Format every line of the records below as a JSON list of strings, one string per line, omitting blank lines and leaving out the pictures.
━━━━━ RECORDS PROVIDED
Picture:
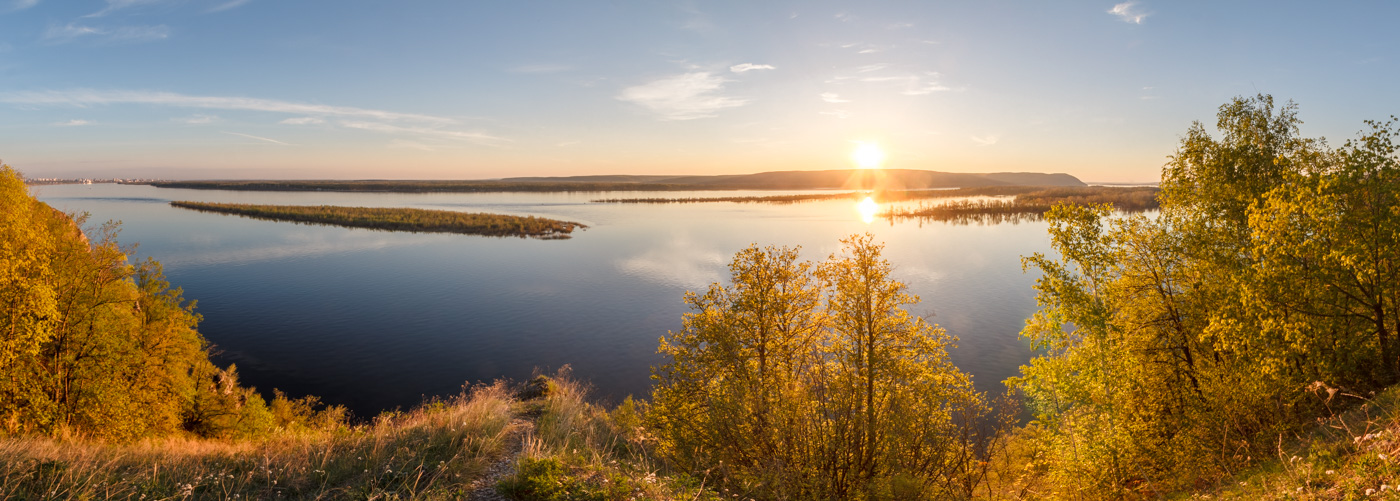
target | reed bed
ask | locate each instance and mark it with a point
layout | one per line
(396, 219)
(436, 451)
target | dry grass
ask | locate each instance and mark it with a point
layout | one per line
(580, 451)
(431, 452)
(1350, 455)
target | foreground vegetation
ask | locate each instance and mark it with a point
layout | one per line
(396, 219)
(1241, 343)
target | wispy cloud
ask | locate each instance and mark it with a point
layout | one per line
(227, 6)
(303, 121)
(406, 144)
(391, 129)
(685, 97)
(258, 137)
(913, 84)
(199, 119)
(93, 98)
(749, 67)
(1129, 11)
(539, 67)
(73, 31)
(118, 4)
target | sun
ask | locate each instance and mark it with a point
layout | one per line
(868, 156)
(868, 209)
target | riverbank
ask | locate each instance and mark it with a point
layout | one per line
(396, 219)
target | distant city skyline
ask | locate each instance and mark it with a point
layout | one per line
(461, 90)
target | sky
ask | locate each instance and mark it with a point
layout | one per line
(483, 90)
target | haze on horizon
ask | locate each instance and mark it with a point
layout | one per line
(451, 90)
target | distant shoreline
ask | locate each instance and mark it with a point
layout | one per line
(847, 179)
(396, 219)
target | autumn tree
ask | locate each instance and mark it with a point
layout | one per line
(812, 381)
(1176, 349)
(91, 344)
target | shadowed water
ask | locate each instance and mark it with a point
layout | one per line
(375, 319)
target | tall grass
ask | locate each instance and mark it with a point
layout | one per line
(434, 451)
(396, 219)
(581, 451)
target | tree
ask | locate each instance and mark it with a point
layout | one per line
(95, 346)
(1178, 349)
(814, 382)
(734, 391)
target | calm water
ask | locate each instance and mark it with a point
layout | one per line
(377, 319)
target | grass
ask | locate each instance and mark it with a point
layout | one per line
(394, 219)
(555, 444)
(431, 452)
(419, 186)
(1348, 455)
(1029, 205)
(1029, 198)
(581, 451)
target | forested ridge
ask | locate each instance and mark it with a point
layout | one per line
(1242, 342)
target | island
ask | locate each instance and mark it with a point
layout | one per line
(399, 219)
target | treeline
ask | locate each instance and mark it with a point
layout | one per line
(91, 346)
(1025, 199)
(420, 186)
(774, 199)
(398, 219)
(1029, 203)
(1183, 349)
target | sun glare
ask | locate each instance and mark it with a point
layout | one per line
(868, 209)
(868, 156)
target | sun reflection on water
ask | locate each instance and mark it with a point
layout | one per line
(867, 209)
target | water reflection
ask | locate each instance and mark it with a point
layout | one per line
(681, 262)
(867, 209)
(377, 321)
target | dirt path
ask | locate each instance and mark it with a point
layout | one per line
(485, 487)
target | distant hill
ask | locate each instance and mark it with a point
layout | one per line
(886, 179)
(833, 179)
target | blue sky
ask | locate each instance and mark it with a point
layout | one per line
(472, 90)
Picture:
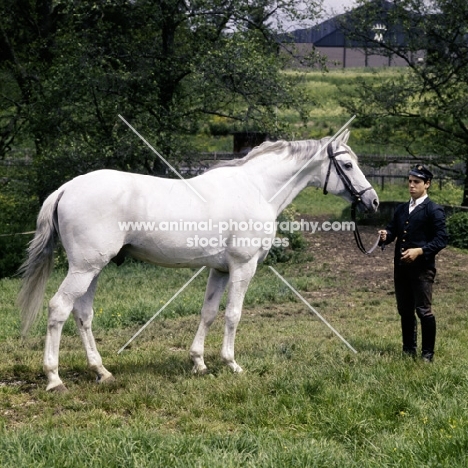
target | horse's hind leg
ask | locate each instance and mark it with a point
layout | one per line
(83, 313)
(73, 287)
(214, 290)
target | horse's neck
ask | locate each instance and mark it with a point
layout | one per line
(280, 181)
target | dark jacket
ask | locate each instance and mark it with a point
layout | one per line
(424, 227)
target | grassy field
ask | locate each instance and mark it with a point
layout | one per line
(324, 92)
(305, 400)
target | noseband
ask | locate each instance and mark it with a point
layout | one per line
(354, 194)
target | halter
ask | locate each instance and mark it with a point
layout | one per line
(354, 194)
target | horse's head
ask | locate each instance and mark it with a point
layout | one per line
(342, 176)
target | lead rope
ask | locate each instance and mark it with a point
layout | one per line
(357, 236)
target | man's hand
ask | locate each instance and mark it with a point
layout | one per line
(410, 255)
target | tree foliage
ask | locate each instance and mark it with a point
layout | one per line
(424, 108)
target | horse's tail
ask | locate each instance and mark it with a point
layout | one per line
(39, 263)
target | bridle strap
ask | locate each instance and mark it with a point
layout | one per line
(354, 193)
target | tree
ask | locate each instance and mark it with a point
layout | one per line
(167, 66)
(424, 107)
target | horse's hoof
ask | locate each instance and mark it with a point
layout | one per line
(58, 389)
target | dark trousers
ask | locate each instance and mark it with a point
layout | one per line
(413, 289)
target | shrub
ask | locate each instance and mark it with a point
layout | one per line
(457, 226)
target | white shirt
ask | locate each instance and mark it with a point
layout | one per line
━━━━━━━━━━
▸ ANSWER FOR THE TASK
[
  "Picture:",
  "target | reed bed",
  "ask | locate each instance and mark it with a point",
  "layout | one per line",
  "(396, 219)",
  "(436, 451)",
  "target | dry grass",
  "ask | locate each instance and mark it with a point",
  "layout | one per line",
  "(580, 451)",
  "(431, 452)",
  "(1350, 455)",
  "target | foreground vegetation",
  "ask | locate each instance and mark it with a point",
  "layout | one per line",
  "(396, 219)",
  "(1241, 343)",
  "target | wispy cloud",
  "ask | locate each instance and mark it with a point",
  "layout | one per line",
  "(227, 6)",
  "(303, 121)",
  "(406, 144)",
  "(391, 129)",
  "(685, 97)",
  "(258, 137)",
  "(913, 84)",
  "(199, 119)",
  "(93, 98)",
  "(749, 67)",
  "(1129, 11)",
  "(539, 67)",
  "(73, 31)",
  "(118, 4)",
  "target | sun",
  "ask | locate each instance and mark it with a point",
  "layout | one per line",
  "(868, 156)",
  "(868, 209)",
  "target | riverbank",
  "ask | locate each instance and mark it with a point",
  "layout | one per line",
  "(396, 219)",
  "target | distant city skyline",
  "ask | locate each instance and mark it with a point",
  "layout | one per line",
  "(461, 90)",
  "target | sky",
  "ask | locate each instance and mark it with a point",
  "layout | one per line",
  "(483, 90)",
  "target | haze on horizon",
  "ask | locate each instance and mark it with a point",
  "layout | one per line",
  "(451, 90)",
  "target | distant shoreline",
  "ask | locate each instance and mark it with a point",
  "layout | one per line",
  "(847, 179)",
  "(396, 219)",
  "target | autumn tree",
  "ask | locate each instance and mark it with a point",
  "layout | one per line",
  "(812, 381)",
  "(1176, 349)",
  "(91, 344)",
  "target | shadowed water",
  "ask | locate each instance and mark it with a point",
  "layout | one per line",
  "(375, 319)",
  "target | tall grass",
  "ask | locate each instance and mark it with a point",
  "layout | one per line",
  "(434, 451)",
  "(396, 219)",
  "(581, 451)",
  "target | tree",
  "ask | locate each instance and mark it with a point",
  "layout | one per line",
  "(95, 346)",
  "(1178, 349)",
  "(814, 382)",
  "(734, 391)",
  "target | calm water",
  "ask | locate each instance and mark it with a point",
  "layout | one per line",
  "(377, 319)",
  "target | grass",
  "ask | locate each instance and mark it with a point",
  "layout | one per line",
  "(394, 219)",
  "(555, 444)",
  "(431, 452)",
  "(419, 186)",
  "(1348, 455)",
  "(1029, 205)",
  "(1029, 198)",
  "(581, 451)",
  "target | forested ridge",
  "ask | locate each instance and mark it with a point",
  "layout | one per line",
  "(1242, 342)",
  "target | island",
  "ask | locate each instance and mark it with a point",
  "layout | one per line",
  "(399, 219)",
  "target | treeline",
  "ask | locate each instance and mark it with a point",
  "layout | one per line",
  "(91, 346)",
  "(1025, 199)",
  "(420, 186)",
  "(774, 199)",
  "(398, 219)",
  "(1029, 203)",
  "(1183, 349)",
  "target | sun glare",
  "ask | locate each instance and mark it with a point",
  "layout | one per line",
  "(868, 209)",
  "(868, 156)",
  "target | sun reflection on water",
  "ask | locate each instance and mark it with a point",
  "layout | one per line",
  "(867, 209)",
  "target | water reflection",
  "ask | locate each instance and mark it with a point",
  "layout | one per line",
  "(681, 262)",
  "(867, 209)",
  "(377, 321)",
  "target | dirt path",
  "ask | locate each instance and mark it with a point",
  "layout | one per line",
  "(485, 487)",
  "target | distant hill",
  "ask | locate each instance and mark it with a point",
  "layout | one per line",
  "(886, 179)",
  "(833, 179)",
  "target | blue sky",
  "ask | locate each instance and mark it with a point",
  "layout | one per line",
  "(472, 90)",
  "Picture:",
  "target | horse's hind leg",
  "ask | locate each instance and mark it with a point",
  "layout | one per line",
  "(83, 313)",
  "(73, 287)",
  "(214, 290)",
  "target | horse's neck",
  "ask | locate each instance and mark it with a point",
  "layout | one per line",
  "(280, 181)",
  "target | dark jacket",
  "ask | locate each instance and mark it with a point",
  "layout | one per line",
  "(424, 227)",
  "target | grassy field",
  "ask | locate each instance and mark it with a point",
  "layout | one per line",
  "(324, 92)",
  "(305, 400)",
  "target | noseband",
  "ask | locate each instance and mark it with a point",
  "layout | one per line",
  "(354, 194)",
  "target | halter",
  "ask | locate each instance and mark it with a point",
  "layout | one per line",
  "(354, 194)",
  "target | horse's head",
  "ask | locate each instance and mark it with a point",
  "layout | one per line",
  "(342, 176)",
  "target | lead rope",
  "ask | locate each instance and mark it with a point",
  "layout | one per line",
  "(357, 236)",
  "target | man's hand",
  "ask | locate each instance and mark it with a point",
  "layout | one per line",
  "(410, 255)",
  "target | tree foliage",
  "ask | locate each instance and mark it with a point",
  "layout | one per line",
  "(424, 108)",
  "target | horse's tail",
  "ask | locate each instance and mark it with a point",
  "layout | one per line",
  "(39, 263)",
  "target | bridle strap",
  "ask | locate each instance and mark it with a point",
  "layout | one per line",
  "(354, 193)",
  "target | tree",
  "ask | locate each instance and mark it with a point",
  "layout | one per line",
  "(167, 66)",
  "(424, 107)",
  "target | horse's hoof",
  "ask | locate each instance and mark it with a point",
  "layout | one per line",
  "(58, 389)",
  "target | dark trousers",
  "ask | locate each instance and mark it with a point",
  "layout | one per line",
  "(413, 289)",
  "target | shrub",
  "ask | locate each instance and mark it with a point",
  "layout | one per line",
  "(457, 226)",
  "target | white shirt",
  "ask | locate each instance and mark it with a point",
  "layout | one per line"
]